WHAT THIS TASK INVOLVES -> Carry the passage below on Christianity and the free market forward from its final sentence.

Also it is important that there are Conservatives in the churches to reinforce links which ought to be much stronger than they are. There has been a tension, often whipped up and manipulated by the press, to put the Conservative Party and the church, usually the Church of England, at loggerheads. I discovered this soon after I had been appointed to my present job and the Archbishop of Canterbury to his.
We would be each be asked by journalists questions about what the other had said, but taken out of context. Dr Carey and I met up and agreed that we would, in future, never comment on what the other said without having read the full speech or sermon. I have found that what he says is always extremely good and wise.
If I have not read a Dr Carey speech when a journalist rings me, I say that all the sermons of the Archbishop I have read are good, wise and sensible and I am sure the latest sermon is, too. Of course if it is not a live interview it never gets reported! But at least there is no negative publicity.
It was once said that 'we don't have ideas, ideas have us' and there is a lot of truth in that. We know that the Christian idea which possesses us is something special and alive. But ideas in general can and do take people over surreptitiously. So it is very important that we win the battle of ideas and that we take ideas seriously. There is a battle of ideas waging between secular religion and true religion and that is a battle that we should be intimately involved in.
CHRISTIANITY AND THE FREE MARKET
There is also a conflict of ideas, within politics about things which we as Conservatives believe. This battle does, to some extent, pitch the Conservative Party, and some elements of the Christian community against each other. And this tension is what I want to consider tonight. That battle concerns the relationship between our belief in the free market and the Christian faith.
Despite the collapse of communism and the retreat of socialism there is still a strong collectivist critique of the free market which holds sway in large areas of public life, not least in a large part of the churches and Christian circles. We need to be able to refute and rebut that critique. We certainly do not want to go to the other extreme and pretend that if you are a Christian, you must believe fully in free market economics and accept every word of Milton Friedman as holy writ.
We should not mirror Paul Tillich, the theologian who said that "socialism is the only possible economic system from the Christian point of view". We should not pretend that the free market is the only possible view that a Christian can hold. We must respect our Christian colleagues in other parties who come to a different conclusion. But we must at least be convinced in our own minds - and be prepared to convince others - that Conservatism and Christianity are compatible and that free markets and Conservatism are compatible. I am a Christian first and a Conservative second. Happily having studied this evening's subject I have concluded that they are compatible and I can remain within the Party!
There are four main arguments I come across against the market:
'THE MARKET ECONOMY IS INEFFICIENT'
The first is now pretty discredited and I need not dwell on it. The market was regarded by lots of people as inefficient. They would argue 'how could you possibly have wasteful competition when a planned economy with centralised resource management must be better'.
You can see quite clearly when the Berlin Wall came down that East Germany and West Germany, although each starting off much the same at the end of the last war, ended up vastly different after one had tried socialism and the other free market capitalism. The same contrast applies between Hong Kong and Shanghai. They were in a similar condition before the Communists took over. Yet they are vastly different now.

SOURCE EXCERPT ->

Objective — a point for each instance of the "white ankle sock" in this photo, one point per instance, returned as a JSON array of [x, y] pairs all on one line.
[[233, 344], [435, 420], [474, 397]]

FINAL RESULT ->
So the practical evidence is overwhelming that the free market works and produces wealth for the people living within the society it feeds and supports. The other criticisms of the market tend to be moral criticisms. They tend to be based on the belief that the market is somehow intrinsically immoral.
'THE FREE MARKET ENCOURAGES GREED'
The most frequent allegation is that free market in some way encourages greed. The very existence of the free market and the institution of private property are held to be the cause of selfishness, greed and covetousness. That is a view that I hear echoed in Christian circles. But it is profoundly unbiblical. Greed, like all vices, is a consequence of our fallen nature. It is not a consequence of some particular arrangement of society.
It manifests itself in every economic system in which people live. You will see greed manifested in collectivist societies just as much as in free societies. You see selfishness and greed manifested in violent picketing in strike threats and in demands for taxes to be imposed on one group in order to make another group better off, and so on.
If any of you doubt that greed exists in the public sector I invite you to suggest that a public sector body with whom you are connected does not spend all of the money left over at the end of the year. Suggest that it returns the unspent surplus to the public kitty because it could be used better elsewhere.
I have tried it. It was like being a character in a Batman cartoon. The idea that any public institution should not spend every last penny available to it and get every last grant available to it caused shock and incredulity. This surely demonstrates a degree of selfishness which is just as much part of our nature as selfishness expressed in other parts of the economy.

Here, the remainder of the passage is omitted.